EXERCISE: Reproduce verbatim every line from the one containing "One point per instance of the palm" through the one containing "pixel 923 70", both endpoints included. Omit any pictures from your output.

- - - - -

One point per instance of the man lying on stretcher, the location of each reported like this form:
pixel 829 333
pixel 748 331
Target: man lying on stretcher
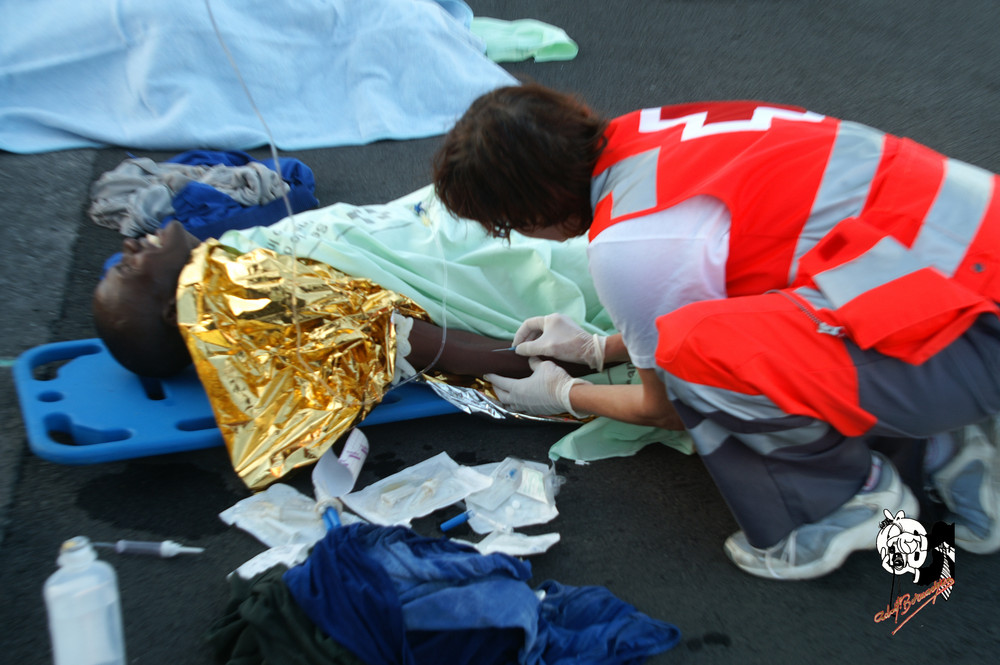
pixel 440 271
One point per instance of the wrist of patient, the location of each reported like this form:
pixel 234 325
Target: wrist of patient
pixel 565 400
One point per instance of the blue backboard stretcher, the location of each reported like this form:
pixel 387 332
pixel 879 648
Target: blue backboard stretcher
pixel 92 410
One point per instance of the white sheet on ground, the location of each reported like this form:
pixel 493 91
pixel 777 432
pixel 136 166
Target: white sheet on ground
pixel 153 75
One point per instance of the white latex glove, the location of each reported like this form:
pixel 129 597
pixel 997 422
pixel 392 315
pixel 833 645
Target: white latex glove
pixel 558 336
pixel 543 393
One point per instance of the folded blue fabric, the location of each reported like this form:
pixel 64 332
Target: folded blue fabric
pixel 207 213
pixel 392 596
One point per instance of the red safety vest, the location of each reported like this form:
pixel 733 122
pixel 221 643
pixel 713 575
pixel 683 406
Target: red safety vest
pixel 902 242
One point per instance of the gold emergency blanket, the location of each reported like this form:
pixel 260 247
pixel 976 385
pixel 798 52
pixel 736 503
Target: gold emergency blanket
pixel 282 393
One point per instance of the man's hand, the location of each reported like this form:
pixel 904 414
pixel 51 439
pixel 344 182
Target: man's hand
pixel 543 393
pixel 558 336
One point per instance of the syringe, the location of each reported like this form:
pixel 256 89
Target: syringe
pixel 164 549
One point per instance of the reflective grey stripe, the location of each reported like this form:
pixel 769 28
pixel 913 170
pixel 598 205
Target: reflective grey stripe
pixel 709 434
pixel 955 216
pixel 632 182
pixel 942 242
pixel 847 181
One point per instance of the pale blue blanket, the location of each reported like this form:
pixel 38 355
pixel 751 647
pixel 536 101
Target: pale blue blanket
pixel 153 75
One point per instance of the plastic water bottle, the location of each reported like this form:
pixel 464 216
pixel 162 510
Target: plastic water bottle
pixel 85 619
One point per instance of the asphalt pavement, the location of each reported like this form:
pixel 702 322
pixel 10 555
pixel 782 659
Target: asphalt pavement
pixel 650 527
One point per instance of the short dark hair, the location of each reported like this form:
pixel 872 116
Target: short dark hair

- - - - -

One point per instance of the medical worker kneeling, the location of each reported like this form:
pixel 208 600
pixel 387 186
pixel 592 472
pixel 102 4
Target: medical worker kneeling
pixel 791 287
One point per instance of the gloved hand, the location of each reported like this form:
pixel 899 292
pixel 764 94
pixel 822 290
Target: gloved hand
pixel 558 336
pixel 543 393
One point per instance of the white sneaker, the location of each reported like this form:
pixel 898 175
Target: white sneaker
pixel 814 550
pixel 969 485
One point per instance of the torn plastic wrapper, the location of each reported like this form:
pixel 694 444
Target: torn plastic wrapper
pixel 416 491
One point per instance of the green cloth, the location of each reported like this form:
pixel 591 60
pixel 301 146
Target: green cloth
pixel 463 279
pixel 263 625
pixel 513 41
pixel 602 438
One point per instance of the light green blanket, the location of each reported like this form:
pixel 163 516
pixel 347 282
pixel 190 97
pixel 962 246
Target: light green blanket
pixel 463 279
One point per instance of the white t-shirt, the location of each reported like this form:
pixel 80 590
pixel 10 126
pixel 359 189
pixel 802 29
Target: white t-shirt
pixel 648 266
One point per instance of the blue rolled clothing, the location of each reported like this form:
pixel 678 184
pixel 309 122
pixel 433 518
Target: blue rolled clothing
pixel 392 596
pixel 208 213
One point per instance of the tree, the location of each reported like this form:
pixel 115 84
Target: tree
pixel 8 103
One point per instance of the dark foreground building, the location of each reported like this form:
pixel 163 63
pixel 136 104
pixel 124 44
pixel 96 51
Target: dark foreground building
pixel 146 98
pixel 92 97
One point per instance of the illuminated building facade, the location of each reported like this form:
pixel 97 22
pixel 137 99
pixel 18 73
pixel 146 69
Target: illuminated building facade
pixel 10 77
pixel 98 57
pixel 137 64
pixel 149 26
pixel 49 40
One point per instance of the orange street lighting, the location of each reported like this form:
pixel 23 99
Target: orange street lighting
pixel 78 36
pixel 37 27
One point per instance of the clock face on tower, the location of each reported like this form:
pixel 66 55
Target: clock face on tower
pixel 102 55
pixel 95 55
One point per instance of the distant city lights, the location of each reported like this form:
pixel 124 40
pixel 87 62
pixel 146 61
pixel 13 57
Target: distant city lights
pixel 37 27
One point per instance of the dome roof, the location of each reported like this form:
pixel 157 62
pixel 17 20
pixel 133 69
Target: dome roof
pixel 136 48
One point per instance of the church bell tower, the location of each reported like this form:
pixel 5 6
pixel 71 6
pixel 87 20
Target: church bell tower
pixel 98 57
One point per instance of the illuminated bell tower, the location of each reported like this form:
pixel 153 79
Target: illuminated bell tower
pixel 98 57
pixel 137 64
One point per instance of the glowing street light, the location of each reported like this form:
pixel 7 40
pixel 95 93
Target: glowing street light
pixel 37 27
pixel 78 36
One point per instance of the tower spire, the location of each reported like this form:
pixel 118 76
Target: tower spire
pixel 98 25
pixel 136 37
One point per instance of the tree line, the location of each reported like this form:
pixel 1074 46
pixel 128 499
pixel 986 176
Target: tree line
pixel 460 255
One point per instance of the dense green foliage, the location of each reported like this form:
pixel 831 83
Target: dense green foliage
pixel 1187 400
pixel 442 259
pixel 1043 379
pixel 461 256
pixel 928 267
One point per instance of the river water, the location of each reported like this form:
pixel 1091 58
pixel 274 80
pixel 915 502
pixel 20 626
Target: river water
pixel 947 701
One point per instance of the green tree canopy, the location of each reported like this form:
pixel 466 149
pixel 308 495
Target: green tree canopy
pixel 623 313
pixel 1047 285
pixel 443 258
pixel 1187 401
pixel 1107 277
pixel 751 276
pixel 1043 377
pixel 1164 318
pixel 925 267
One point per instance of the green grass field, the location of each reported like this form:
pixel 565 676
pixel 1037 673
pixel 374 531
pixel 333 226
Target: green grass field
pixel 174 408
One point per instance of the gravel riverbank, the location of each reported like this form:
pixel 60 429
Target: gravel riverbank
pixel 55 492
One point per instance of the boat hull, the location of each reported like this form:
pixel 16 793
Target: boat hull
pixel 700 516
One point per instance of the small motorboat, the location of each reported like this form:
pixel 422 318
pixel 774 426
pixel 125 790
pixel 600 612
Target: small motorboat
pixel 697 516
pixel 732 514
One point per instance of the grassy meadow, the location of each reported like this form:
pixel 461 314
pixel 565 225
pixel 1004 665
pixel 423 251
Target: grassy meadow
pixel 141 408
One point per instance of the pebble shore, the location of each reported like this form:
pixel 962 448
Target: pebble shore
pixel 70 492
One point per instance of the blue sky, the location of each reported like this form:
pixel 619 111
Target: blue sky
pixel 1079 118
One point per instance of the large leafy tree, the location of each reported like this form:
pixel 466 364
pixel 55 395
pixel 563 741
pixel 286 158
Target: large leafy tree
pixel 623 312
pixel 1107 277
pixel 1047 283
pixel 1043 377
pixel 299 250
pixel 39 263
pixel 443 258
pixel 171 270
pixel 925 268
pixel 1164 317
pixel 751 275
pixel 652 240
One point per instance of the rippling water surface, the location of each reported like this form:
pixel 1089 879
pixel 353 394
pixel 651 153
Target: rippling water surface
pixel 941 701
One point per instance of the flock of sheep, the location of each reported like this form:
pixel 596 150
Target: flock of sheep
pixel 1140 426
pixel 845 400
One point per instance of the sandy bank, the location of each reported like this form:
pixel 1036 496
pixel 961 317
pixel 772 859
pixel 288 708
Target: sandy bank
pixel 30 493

- - - - -

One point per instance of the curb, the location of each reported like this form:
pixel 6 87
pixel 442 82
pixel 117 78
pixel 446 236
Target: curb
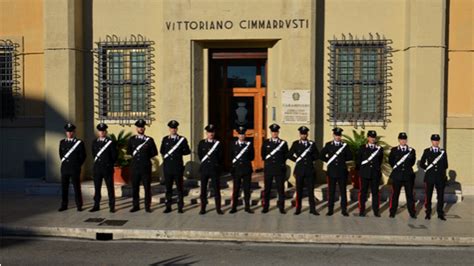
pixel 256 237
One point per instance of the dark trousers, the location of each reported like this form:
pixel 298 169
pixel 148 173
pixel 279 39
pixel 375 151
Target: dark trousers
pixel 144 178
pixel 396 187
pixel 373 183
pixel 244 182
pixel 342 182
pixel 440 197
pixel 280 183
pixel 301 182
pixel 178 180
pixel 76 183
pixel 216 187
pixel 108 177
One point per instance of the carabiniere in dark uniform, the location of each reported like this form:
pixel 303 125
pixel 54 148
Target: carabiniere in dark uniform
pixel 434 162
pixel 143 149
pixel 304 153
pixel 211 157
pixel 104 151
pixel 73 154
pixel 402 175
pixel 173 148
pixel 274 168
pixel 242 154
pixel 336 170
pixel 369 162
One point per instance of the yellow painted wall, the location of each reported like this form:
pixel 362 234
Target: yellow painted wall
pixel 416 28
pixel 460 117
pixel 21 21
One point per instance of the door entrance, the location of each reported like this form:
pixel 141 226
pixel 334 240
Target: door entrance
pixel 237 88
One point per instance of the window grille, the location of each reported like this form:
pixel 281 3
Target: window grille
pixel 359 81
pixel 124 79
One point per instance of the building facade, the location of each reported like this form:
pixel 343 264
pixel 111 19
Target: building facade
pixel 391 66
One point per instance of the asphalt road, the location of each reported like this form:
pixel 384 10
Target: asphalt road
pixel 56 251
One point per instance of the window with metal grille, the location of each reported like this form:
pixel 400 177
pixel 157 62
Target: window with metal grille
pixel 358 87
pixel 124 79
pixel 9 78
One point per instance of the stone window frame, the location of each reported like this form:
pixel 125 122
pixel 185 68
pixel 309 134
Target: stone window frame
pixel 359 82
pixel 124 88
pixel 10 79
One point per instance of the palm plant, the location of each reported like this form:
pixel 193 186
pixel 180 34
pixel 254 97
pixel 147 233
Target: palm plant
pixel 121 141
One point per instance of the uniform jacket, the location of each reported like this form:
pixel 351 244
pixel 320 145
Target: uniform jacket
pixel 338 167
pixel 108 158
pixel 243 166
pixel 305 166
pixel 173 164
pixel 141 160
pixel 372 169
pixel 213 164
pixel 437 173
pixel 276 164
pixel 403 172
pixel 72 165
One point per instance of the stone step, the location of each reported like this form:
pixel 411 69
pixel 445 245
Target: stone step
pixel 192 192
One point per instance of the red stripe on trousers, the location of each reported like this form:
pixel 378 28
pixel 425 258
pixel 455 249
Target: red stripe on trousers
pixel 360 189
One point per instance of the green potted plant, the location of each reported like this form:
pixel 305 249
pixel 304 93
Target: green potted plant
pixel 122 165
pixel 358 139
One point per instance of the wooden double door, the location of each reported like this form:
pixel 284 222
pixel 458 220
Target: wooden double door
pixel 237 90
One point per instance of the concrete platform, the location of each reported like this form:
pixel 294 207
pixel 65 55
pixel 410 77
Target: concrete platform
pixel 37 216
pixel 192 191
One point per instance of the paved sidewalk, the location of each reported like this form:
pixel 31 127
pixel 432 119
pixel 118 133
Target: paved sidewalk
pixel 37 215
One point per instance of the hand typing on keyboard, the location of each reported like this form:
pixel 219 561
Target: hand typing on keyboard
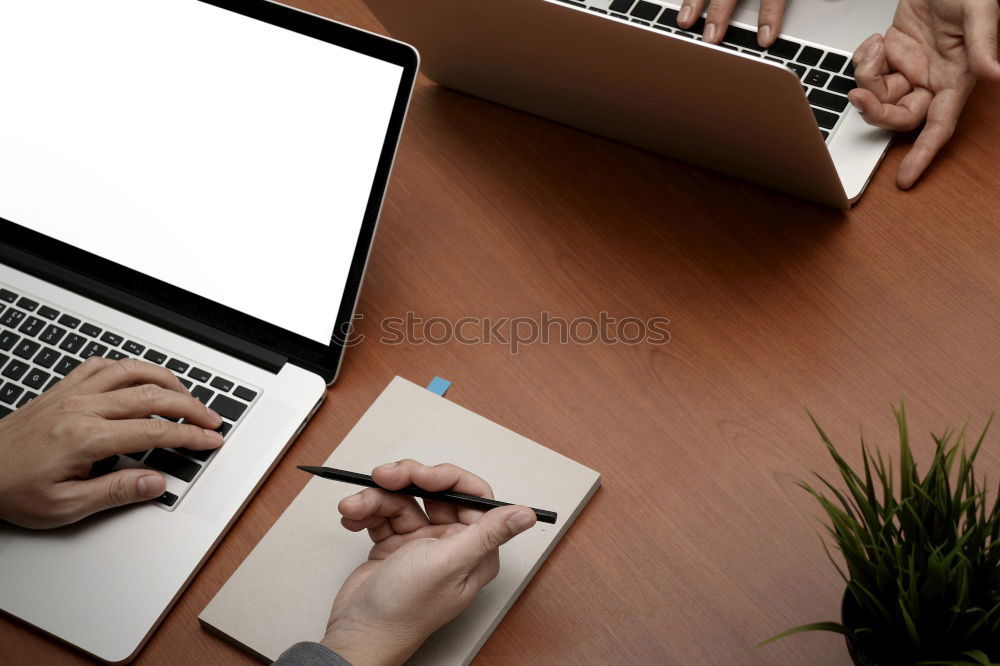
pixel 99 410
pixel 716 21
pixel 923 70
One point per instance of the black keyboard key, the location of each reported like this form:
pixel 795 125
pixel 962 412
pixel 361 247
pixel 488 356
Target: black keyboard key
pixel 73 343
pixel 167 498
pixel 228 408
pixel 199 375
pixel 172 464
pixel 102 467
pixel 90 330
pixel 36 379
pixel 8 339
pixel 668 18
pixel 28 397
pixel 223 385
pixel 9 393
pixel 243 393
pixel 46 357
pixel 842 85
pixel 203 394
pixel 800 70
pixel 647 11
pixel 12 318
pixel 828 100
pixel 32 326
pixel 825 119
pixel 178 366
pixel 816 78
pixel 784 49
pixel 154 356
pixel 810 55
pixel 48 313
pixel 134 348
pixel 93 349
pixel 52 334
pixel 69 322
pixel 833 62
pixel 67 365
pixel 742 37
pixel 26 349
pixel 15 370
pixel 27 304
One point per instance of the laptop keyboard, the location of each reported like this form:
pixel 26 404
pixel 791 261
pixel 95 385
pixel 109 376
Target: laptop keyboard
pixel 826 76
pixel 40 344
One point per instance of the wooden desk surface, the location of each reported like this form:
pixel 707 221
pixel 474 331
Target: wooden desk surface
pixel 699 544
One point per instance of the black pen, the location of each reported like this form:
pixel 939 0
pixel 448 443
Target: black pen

- - - - -

RESULT OF THE TASK:
One point per instance of the palm plant, the location of each reported like this form:
pixel 193 186
pixel 180 34
pixel 254 97
pixel 147 233
Target: palm plant
pixel 121 141
One point per instance of the uniform jacket, the location of each reported like this form:
pixel 351 244
pixel 320 145
Target: uniform jacket
pixel 338 167
pixel 108 158
pixel 243 166
pixel 305 166
pixel 173 164
pixel 141 160
pixel 372 169
pixel 213 164
pixel 437 173
pixel 276 164
pixel 403 172
pixel 72 165
One point per instance of the stone step, the location of each reported like this form:
pixel 411 69
pixel 445 245
Target: stone step
pixel 192 192
One point per instance of the red stripe on trousers, the location of each reported like this form:
pixel 378 28
pixel 425 258
pixel 455 249
Target: red stripe on trousers
pixel 360 189
One point per instance of the green potted plant, the location of each reported like this form:
pixel 305 249
pixel 304 93
Target: green potted plant
pixel 122 165
pixel 358 139
One point per instance of the wooden double door, the location of each reported like this form:
pixel 284 222
pixel 458 220
Target: wooden double door
pixel 237 90
One point per instance of the concrete platform, the location of each reported like this form:
pixel 294 207
pixel 65 55
pixel 410 77
Target: concrete platform
pixel 37 216
pixel 192 191
One point per instance of the paved sidewalk, the location of each reported like this form:
pixel 31 127
pixel 432 119
pixel 118 133
Target: paved sidewalk
pixel 37 215
One point per instance of the hand typing on keyboard, the location of each reported like this form:
pixel 219 561
Target: hand typing on keyboard
pixel 99 410
pixel 716 21
pixel 923 70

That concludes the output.